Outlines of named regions
● ● ● ● ● ● ●

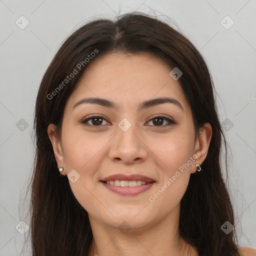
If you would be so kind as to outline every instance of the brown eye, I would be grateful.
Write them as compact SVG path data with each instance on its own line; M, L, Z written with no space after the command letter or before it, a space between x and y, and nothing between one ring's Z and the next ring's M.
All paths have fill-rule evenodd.
M152 121L152 123L154 124L153 126L170 126L171 124L176 124L173 120L171 120L168 118L166 118L165 116L157 116L153 118L149 122ZM164 121L166 121L168 122L166 125L162 126L162 124Z
M104 120L106 120L106 119L102 116L91 116L90 118L83 120L81 122L92 126L102 126L102 124ZM89 121L91 121L92 124L88 123Z

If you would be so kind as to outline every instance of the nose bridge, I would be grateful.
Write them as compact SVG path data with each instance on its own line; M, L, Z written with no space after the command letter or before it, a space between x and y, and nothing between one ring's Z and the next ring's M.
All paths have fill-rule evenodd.
M132 162L137 158L144 158L146 156L145 145L141 141L141 134L134 122L124 118L116 128L116 134L110 152L110 157L122 159L126 162Z
M118 144L124 146L134 147L137 146L138 138L135 134L139 133L137 126L135 123L135 118L123 118L118 124L117 128L117 139ZM120 146L118 145L118 146Z

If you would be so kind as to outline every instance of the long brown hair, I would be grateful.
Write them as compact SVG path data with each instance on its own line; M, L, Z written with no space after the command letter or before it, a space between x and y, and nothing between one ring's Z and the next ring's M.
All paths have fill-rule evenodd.
M96 50L96 54L86 64L88 54ZM236 228L227 234L220 228L226 220L235 225L220 167L224 144L227 169L226 142L207 65L181 32L164 22L138 12L120 16L116 20L100 18L81 26L63 43L44 76L34 123L36 154L30 202L32 255L87 254L92 238L88 214L74 196L66 176L60 176L47 128L53 123L60 130L66 102L86 66L102 54L116 51L150 52L165 60L170 68L178 67L182 71L179 82L192 110L195 134L198 136L200 127L208 122L212 135L201 165L203 170L190 176L181 200L180 233L196 247L200 256L238 256ZM78 73L64 86L66 76L82 62L84 64L78 66L80 68L76 68ZM61 89L56 90L62 83Z

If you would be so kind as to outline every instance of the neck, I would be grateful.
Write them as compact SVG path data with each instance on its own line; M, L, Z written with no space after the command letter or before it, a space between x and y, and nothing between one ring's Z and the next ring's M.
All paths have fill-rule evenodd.
M89 215L94 238L88 256L130 256L134 252L138 256L198 256L196 249L180 236L179 212L180 204L160 222L132 227L125 234L118 226L105 225Z

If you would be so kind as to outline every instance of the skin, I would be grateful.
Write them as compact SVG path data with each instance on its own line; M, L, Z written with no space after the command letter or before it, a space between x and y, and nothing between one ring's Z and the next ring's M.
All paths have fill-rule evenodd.
M202 164L206 156L212 128L206 123L200 136L195 137L188 102L178 80L170 76L170 70L149 54L112 52L96 59L66 102L60 136L54 132L54 124L48 127L63 174L75 170L80 175L74 183L68 180L88 214L94 234L89 256L130 256L134 252L138 256L198 255L179 236L180 202L190 174L196 172L196 164ZM138 112L141 102L162 96L175 98L184 110L165 103ZM88 97L108 99L119 108L84 104L73 108ZM87 126L81 124L94 114L104 120L100 124L92 123L94 120ZM176 124L168 126L163 120L158 125L152 118L158 115ZM132 124L126 132L118 126L124 118ZM150 202L150 196L196 152L200 156L183 173L180 172L178 178L154 202ZM144 175L156 182L138 196L124 196L108 190L100 182L120 173ZM118 228L124 221L130 228L125 234Z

● ● ● ● ● ● ●

» Request: Can you reproduce the stretch from the start of the material through the line containing "M104 120L106 120L106", both ends included, word for word but without the pictures?

» Written answer:
If you would be so kind as to outline every instance of the brown eye, I would be grateful.
Write them as compact SVG path data with each instance on its own line; M, L, Z written with no space after the command letter or before it, a space between x and y, and nothing between one ring's Z and the next ring's M.
All paths have fill-rule evenodd.
M152 121L152 123L154 124L153 126L170 126L171 124L176 124L173 120L171 120L168 118L166 118L165 116L157 116L153 118L149 122ZM164 121L166 121L168 122L166 125L162 126L162 124Z
M104 120L106 120L106 119L102 116L91 116L90 118L83 120L81 122L92 126L102 126L102 124ZM89 121L91 121L92 124L88 123Z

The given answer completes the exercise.